#### Страница
────

Персефона «проводит зиму в Аиде и весною возвращается на землю», напоминает Тарановский [2000: 120]. Прозерпина, которая, по Мандельштаму, властвует в Петрополе, – римский эквивалент Персефоны. Замена могла быть вызвана, во-первых, созвучностью Прозерпины с прилагательным прозрачный [Brown 1973: 264], во-вторых – рифмуемостью с Мариной. Однако в последующем творчестве Мандельштама соседство эпитета прозрачный не помешает богине зваться греческим вариантом своего имени: «Еще далеко асфоделей / Прозрачно-серая весна. <…> Но здесь душа моя вступает, / Как Персефона, в легкий круг <…>» (1917); «Когда Психея-жизнь спускается к теням / В полупрозрачный лес, вослед за Персефоной <…>» (1920); «Возьми на радость из моих ладоней / Немного солнца и немного меда, / Как нам велели пчелы Персефоны. <…> Они шуршат в прозрачных дебрях ночи <…>» (1920).
Законен вопрос: почему стихи, обращенные к Цветаевой, имеют столь неочевидный (особенно на фоне реминисценций из «Евгения Онегина») подтекст – религиоведческое сочинение из журнала двенадцатилетней давности?
Согласно дневниковой записи С. П. Каблукова от 7 февраля 1916 г., незадолго до этой даты Мандельштам встречался в Москве с Вяч. Ивановым, «признавшим его “Камень”» [Мандельштам 1990: 252]. Из этого свидетельства можно понять, что Мандельштам в 1916 г. по-прежнему дорожил мнением Иванова – своего давнишнего ментора. Поскольку визит к Иванову с преподнесением второго «Камня» совпал по времени с влюбленностью в Цветаеву и имел место в один из приездов к ней в Москву, не исключено, что это событие с ней обсуждалось. В этом контексте предложенный Тарановским источник прозрачной весны может быть не столь уж герметичен.

────

#### Исходные записи
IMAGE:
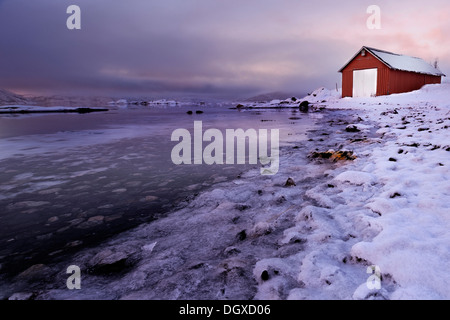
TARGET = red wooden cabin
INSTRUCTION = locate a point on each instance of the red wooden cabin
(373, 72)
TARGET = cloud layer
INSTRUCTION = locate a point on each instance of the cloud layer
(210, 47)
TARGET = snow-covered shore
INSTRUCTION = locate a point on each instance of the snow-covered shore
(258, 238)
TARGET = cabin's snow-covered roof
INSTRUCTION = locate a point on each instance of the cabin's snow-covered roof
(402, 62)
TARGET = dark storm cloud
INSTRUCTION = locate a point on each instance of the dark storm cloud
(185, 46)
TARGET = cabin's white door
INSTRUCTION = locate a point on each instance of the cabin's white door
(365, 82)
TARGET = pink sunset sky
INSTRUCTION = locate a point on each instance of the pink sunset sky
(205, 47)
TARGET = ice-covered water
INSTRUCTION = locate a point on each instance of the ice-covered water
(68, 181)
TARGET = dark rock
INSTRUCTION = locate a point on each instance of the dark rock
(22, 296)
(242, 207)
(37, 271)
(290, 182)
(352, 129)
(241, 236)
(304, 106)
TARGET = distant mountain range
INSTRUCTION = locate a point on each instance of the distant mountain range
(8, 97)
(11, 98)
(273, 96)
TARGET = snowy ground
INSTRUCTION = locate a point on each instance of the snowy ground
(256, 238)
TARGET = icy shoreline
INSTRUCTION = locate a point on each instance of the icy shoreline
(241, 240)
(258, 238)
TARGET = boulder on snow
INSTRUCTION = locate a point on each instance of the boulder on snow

────

#### Задания
a) Повторите дословно фрагмент текста о Мандельштаме от слов «Законен вопрос: почему» до слов «журнала двенадцатилетней давности?».
b) Перескажите, пожалуйста, короче абзац текста о Мандельштаме, который начинается словами «Согласно дневниковой записи», сохранив его главные факты.

#### Решения
a)
Законен вопрос: почему стихи, обращенные к Цветаевой, имеют столь неочевидный (особенно на фоне реминисценций из «Евгения Онегина») подтекст – религиоведческое сочинение из журнала двенадцатилетней давности?

b) По записи С. П. Каблукова от 7 февраля 1916 г., незадолго до этой даты Мандельштам встречался в Москве с Вяч. Ивановым, который «признал его “Камень”». Значит, в 1916 г. Мандельштам все еще дорожил мнением своего давнишнего ментора. Визит с преподнесением второго «Камня» пришелся на время влюбленности в Цветаеву и на один из приездов к ней в Москву, поэтому, возможно, это событие обсуждалось с ней. В таком случае предложенный Тарановским источник прозрачной весны может быть не столь уж герметичен.